Copy out the lines of the records word for word, starting at the line containing "Tag the player's forearm" and ending at the line containing "[(452, 97)]".

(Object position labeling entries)
Begin

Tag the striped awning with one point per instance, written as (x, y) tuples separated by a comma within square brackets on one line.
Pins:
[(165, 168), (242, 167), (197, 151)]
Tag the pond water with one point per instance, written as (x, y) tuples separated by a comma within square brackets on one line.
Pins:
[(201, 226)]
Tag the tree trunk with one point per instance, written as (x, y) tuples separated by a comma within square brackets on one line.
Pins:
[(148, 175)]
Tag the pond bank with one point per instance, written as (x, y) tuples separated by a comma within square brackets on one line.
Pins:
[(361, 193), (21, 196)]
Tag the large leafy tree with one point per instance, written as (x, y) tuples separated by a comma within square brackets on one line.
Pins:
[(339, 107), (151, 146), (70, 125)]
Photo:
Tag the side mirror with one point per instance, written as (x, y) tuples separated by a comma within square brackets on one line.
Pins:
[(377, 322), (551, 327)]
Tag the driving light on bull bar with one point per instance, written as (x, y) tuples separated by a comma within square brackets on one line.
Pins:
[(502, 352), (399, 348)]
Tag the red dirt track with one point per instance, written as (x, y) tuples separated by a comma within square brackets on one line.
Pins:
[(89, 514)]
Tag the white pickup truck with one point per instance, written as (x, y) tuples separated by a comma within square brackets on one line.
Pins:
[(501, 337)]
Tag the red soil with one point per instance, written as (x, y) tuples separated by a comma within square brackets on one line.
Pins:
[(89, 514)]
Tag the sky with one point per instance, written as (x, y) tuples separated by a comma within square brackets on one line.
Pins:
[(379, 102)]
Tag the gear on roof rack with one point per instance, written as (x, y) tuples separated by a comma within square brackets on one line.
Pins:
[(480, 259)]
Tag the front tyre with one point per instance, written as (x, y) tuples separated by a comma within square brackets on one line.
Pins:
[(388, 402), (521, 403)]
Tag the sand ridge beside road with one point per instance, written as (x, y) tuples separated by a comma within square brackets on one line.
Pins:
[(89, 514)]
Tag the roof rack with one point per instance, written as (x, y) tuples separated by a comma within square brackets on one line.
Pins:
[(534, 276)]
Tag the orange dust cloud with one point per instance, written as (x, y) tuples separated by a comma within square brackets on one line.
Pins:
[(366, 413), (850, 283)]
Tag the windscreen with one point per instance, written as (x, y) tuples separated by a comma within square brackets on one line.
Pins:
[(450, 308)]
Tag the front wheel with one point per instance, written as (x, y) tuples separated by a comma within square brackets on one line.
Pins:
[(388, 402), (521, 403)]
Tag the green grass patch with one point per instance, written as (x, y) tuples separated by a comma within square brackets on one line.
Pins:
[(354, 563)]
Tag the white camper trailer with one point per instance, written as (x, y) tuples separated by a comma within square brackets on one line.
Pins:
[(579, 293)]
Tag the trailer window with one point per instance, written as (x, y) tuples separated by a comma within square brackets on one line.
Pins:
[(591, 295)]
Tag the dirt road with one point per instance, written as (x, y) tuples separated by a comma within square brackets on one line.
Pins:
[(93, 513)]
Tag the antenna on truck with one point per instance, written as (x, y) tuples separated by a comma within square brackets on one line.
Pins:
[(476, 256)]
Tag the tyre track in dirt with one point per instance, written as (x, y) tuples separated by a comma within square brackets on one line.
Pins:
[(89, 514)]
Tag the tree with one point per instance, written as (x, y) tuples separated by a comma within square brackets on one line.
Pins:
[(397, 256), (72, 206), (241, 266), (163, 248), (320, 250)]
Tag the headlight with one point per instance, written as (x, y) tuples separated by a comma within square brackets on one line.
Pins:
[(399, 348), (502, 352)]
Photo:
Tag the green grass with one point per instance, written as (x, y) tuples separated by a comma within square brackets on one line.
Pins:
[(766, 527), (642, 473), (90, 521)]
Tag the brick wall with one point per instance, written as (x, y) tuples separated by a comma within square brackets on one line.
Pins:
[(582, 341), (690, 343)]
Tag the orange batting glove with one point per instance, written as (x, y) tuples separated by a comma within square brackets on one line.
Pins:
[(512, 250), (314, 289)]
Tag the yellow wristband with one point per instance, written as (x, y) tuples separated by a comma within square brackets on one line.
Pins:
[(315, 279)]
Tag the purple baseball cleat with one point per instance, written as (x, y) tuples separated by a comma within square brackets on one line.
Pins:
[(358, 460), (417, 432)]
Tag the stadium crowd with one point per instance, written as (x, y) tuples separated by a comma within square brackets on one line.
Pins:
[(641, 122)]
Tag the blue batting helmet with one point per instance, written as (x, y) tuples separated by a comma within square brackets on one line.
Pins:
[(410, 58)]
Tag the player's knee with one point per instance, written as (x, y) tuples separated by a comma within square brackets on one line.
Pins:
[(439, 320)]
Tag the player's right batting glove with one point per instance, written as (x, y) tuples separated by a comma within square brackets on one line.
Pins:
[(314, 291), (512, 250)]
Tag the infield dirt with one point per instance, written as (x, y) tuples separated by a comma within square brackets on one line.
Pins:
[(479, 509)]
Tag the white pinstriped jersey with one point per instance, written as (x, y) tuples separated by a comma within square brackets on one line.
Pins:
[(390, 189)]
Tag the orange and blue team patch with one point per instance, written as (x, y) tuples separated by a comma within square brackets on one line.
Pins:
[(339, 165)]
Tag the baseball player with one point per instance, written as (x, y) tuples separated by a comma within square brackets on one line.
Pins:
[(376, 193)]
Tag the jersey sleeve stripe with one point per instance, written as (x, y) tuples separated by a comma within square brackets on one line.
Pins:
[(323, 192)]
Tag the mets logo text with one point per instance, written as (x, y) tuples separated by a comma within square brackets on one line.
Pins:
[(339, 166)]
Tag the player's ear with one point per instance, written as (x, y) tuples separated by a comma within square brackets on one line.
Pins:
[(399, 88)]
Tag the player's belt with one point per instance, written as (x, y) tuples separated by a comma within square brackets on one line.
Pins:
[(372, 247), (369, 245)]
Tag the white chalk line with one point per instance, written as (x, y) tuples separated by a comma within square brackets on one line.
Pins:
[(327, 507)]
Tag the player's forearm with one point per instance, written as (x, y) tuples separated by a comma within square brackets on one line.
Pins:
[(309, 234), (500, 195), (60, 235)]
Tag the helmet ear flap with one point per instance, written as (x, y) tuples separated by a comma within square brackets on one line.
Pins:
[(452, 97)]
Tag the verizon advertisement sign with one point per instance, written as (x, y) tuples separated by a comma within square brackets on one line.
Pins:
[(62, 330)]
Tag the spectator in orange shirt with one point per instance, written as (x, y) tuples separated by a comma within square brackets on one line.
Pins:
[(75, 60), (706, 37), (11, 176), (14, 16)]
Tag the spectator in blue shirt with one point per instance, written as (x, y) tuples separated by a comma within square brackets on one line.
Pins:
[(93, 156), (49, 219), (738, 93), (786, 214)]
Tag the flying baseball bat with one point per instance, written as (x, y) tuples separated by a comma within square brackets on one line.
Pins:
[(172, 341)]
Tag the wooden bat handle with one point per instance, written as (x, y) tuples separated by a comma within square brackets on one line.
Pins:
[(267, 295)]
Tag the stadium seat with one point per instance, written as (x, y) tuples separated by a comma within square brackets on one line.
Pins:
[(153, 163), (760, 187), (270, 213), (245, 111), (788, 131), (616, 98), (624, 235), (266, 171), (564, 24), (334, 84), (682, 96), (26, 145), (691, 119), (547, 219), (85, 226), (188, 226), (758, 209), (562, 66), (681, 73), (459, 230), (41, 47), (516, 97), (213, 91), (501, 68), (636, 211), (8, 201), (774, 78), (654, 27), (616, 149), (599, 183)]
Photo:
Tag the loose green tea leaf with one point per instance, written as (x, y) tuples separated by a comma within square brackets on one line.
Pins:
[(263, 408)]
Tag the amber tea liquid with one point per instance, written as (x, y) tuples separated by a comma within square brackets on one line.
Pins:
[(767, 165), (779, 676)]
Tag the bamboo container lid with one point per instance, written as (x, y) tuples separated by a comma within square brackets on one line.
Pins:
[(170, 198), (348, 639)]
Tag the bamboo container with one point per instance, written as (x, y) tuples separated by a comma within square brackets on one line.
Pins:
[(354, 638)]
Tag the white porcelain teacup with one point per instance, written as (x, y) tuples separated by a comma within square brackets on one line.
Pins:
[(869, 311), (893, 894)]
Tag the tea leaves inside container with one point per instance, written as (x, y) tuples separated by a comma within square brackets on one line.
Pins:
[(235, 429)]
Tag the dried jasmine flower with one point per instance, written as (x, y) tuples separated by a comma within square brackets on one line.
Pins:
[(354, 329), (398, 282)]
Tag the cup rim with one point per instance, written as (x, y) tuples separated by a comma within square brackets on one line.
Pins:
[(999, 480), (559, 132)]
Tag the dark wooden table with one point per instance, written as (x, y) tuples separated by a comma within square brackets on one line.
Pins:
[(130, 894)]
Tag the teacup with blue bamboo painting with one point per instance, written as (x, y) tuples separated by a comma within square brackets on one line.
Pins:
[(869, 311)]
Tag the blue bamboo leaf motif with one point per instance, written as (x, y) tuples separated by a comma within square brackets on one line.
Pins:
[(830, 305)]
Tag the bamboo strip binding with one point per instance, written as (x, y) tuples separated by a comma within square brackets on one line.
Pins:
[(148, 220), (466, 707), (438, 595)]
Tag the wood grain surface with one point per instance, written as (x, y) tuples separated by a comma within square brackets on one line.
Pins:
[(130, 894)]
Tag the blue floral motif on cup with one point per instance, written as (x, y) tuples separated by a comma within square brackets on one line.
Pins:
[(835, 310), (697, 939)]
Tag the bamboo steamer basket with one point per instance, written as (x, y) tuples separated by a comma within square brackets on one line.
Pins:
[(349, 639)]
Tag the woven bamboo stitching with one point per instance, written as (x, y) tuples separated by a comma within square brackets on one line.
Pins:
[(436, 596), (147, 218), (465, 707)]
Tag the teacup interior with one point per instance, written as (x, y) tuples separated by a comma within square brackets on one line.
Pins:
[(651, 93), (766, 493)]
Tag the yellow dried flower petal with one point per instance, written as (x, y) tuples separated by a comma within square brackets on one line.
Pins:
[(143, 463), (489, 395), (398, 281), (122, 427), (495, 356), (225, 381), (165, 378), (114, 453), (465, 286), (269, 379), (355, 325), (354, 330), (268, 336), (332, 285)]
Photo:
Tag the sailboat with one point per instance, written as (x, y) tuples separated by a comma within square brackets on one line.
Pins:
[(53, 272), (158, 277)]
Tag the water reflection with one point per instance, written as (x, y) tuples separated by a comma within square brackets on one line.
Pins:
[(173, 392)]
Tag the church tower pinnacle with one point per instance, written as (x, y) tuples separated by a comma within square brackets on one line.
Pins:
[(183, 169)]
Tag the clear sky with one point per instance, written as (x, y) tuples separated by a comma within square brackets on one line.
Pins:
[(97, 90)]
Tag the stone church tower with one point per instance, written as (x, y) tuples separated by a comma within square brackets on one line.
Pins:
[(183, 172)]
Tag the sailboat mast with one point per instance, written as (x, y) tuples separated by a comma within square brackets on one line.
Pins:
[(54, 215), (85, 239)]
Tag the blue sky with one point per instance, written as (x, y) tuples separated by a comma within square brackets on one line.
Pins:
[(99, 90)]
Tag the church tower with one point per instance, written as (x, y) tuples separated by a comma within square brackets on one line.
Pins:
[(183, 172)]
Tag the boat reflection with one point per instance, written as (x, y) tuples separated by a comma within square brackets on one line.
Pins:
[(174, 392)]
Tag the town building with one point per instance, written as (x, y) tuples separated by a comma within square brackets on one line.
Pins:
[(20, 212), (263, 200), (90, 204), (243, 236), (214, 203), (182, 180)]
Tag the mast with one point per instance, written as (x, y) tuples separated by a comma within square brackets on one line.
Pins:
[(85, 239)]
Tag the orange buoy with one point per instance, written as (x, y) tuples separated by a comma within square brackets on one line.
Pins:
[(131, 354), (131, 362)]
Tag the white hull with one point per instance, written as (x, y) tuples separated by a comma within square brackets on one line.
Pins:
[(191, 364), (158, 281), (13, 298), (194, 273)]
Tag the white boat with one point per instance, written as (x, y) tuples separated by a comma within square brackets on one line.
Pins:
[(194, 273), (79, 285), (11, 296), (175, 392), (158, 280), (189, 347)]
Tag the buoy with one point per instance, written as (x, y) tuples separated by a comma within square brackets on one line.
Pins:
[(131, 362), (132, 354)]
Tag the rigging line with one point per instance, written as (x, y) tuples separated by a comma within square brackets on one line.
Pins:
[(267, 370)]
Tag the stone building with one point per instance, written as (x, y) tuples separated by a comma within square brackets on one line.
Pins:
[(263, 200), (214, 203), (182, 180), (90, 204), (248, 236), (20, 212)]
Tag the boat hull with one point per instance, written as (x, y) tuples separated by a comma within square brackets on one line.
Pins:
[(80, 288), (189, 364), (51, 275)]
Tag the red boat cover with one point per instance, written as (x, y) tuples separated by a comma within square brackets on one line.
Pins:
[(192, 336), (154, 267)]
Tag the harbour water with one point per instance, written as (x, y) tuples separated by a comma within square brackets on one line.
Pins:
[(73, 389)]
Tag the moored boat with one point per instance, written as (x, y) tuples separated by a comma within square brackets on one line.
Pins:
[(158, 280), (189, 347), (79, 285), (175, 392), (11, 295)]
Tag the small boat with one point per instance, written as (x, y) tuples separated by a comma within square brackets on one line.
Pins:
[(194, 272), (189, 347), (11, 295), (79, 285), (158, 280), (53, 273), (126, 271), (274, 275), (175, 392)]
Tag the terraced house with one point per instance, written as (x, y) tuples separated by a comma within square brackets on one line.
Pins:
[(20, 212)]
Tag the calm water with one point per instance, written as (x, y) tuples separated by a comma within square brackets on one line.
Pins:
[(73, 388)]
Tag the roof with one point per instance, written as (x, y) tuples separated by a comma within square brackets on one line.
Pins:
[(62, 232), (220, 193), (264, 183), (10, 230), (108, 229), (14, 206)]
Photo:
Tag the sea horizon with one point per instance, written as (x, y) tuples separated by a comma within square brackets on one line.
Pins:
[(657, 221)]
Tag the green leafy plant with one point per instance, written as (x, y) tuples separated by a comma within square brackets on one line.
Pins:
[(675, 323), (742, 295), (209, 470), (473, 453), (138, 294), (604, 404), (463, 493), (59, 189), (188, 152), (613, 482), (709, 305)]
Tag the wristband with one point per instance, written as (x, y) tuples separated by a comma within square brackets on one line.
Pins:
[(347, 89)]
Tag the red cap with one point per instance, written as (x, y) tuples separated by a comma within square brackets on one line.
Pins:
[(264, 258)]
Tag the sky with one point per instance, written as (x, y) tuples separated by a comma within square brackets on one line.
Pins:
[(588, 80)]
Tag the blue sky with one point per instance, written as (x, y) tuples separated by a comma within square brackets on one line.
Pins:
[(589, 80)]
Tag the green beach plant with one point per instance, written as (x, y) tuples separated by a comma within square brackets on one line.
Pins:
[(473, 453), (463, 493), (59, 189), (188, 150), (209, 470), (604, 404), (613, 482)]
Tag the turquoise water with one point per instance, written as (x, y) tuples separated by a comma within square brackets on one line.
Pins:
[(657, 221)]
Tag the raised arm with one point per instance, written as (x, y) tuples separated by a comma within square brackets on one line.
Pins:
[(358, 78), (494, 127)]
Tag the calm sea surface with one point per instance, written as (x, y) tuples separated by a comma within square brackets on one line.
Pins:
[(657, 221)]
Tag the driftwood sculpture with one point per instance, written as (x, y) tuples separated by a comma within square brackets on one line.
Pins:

End

[Task result]:
Tag the player's forearm with one point per instance, written as (x, y) tuples separated by a comma within square brackets on one line.
Pins:
[(309, 234), (500, 195), (60, 235)]
Tag the helmet ear flap with one point per instance, written as (x, y) tuples separated by a comma within square brackets on one line.
Pins:
[(452, 97)]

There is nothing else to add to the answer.